- _TASK TO COMPLETE_
From the entries below, pick out every line that contains the word "green" and copy each one.

[Dataset rows]
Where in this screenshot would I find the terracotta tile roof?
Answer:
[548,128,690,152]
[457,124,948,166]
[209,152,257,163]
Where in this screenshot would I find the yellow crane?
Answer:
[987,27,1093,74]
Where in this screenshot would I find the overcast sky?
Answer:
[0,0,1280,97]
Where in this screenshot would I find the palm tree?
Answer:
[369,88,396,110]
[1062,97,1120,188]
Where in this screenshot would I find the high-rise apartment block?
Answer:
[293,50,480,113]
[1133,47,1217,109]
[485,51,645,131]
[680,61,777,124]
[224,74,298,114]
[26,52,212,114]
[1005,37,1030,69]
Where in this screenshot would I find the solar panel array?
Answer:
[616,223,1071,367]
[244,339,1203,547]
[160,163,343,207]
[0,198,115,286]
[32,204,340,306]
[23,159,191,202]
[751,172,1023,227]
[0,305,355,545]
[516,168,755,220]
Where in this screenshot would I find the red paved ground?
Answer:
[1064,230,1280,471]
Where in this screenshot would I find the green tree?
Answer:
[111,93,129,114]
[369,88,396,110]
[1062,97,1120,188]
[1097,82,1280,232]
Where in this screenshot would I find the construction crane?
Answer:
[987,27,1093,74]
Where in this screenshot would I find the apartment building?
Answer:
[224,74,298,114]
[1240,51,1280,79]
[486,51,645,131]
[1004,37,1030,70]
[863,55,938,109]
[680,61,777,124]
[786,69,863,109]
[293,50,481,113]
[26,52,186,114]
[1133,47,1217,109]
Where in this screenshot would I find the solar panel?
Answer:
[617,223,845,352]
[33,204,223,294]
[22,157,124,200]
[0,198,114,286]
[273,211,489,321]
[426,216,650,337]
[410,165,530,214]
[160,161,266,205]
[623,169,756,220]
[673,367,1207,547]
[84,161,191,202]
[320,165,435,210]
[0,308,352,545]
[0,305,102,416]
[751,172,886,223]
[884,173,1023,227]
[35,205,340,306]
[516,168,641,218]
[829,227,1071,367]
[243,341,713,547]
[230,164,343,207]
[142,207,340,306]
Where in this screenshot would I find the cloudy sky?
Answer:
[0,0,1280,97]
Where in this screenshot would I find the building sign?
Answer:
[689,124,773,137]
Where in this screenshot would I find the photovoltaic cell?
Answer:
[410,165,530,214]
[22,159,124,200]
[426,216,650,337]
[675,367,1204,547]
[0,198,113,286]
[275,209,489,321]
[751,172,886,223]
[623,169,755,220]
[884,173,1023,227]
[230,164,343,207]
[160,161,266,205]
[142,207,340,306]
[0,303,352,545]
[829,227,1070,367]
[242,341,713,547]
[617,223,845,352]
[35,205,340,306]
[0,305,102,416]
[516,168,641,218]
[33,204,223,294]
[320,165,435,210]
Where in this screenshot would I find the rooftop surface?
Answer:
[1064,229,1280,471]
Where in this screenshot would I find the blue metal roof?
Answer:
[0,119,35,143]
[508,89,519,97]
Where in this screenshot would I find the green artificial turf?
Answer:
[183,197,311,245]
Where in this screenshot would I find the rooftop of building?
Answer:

- _ANSWER TO THIS EXERCISE_
Where in this screenshot would I find the green tree?
Where in this screenshot would I find the green artificial turf?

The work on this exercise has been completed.